**Exercise instructions**
Please continue the API reference on request parameters from its last line.

**Text segment**

_____

When you pass `jobid://` as input, the parsing step is skipped entirely. Any `parsing` options you include won't re-parse the document; they only affect how the already-parsed content is filtered (like limiting which pages to consider for extraction).

***

## Request Parameters

### input (required)

The document to process. Accepts:

| Format          | Example                                    | Description                              |
| --------------- | ------------------------------------------ | ---------------------------------------- |
| Upload response | `upload.file_id` or `"reducto://abc123"`   | File uploaded via `/upload`              |
| Public URL      | `"https://example.com/doc.pdf"`            | Publicly accessible document             |
| Presigned URL   | `"https://bucket.s3.../doc.pdf?X-Amz-..."` | Cloud storage with temporary credentials |
| Job ID          | `"jobid://7600c8c5-..."`                   | Reuse a previous Parse result            |

### split\_description (required)

_____

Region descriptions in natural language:
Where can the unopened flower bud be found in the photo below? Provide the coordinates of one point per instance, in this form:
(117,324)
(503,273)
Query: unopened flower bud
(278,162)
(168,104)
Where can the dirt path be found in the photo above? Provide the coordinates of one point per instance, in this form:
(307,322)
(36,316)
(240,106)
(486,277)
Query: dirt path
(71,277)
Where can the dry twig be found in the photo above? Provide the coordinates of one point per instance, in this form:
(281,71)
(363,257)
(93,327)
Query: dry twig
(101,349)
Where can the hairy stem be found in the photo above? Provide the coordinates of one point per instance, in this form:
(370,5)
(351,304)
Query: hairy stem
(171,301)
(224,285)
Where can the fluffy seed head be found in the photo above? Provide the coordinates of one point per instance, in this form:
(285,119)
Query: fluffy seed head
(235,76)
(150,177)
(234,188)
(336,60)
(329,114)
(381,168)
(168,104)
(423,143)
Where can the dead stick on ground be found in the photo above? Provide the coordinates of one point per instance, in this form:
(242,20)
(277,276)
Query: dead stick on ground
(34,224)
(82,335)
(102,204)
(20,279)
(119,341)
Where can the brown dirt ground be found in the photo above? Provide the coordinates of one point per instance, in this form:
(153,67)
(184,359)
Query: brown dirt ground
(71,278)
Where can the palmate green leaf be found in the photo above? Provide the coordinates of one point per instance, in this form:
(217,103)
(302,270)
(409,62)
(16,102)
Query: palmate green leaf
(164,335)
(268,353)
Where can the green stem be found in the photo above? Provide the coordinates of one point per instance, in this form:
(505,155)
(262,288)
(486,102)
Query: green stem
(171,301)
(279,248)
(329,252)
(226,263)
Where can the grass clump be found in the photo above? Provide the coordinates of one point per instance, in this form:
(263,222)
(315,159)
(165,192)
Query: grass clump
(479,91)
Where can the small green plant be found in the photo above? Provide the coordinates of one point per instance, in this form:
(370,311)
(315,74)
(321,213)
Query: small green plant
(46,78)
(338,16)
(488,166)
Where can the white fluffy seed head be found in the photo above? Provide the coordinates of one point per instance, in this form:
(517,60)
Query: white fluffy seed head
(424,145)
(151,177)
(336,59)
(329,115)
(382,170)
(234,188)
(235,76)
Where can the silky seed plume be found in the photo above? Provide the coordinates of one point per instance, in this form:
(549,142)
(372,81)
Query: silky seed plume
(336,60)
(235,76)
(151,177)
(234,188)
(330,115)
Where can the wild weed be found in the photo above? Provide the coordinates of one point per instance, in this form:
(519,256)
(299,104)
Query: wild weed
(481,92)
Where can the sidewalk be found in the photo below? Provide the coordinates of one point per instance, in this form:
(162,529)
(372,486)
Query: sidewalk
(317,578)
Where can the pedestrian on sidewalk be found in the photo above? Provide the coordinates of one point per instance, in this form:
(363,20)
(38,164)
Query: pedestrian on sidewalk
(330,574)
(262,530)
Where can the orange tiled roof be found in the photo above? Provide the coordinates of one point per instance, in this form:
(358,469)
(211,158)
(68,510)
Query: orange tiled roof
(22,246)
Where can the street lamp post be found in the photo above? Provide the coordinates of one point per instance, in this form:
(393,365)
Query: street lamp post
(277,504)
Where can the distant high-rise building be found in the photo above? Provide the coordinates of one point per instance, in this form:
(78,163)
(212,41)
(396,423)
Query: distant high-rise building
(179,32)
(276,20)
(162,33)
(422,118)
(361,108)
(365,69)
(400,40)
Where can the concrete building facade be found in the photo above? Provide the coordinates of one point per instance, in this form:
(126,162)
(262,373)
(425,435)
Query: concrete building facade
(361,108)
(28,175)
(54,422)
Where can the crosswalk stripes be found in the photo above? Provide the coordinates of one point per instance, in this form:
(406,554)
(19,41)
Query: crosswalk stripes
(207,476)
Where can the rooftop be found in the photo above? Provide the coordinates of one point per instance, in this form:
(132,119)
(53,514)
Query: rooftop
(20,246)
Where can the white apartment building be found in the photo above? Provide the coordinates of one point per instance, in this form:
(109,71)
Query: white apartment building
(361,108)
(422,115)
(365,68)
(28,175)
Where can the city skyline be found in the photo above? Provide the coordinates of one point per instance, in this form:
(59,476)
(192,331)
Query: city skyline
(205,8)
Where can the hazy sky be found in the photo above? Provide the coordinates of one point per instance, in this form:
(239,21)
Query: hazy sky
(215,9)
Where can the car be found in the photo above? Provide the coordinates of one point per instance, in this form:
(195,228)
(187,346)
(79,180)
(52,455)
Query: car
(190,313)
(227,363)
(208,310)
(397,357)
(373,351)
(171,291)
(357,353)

_____

**Answer for the task**
An array defining the sections to find. Each entry has:

| Field           | Required | Description                                                                          |
| --------------- | -------- | ------------------------------------------------------------------------------------ |
| `name`          | Yes      | Identifier for this section in the response                                          |
| `description`   | Yes      | Natural language description of what the section contains                            |
| `partition_key` | No       | Identifier to look for when a section repeats (e.g., "account number", "patient ID") |

Write descriptions that match how the content actually appears in the document. If the section has visual characteristics ("blue header", "signature line at bottom"), mention them.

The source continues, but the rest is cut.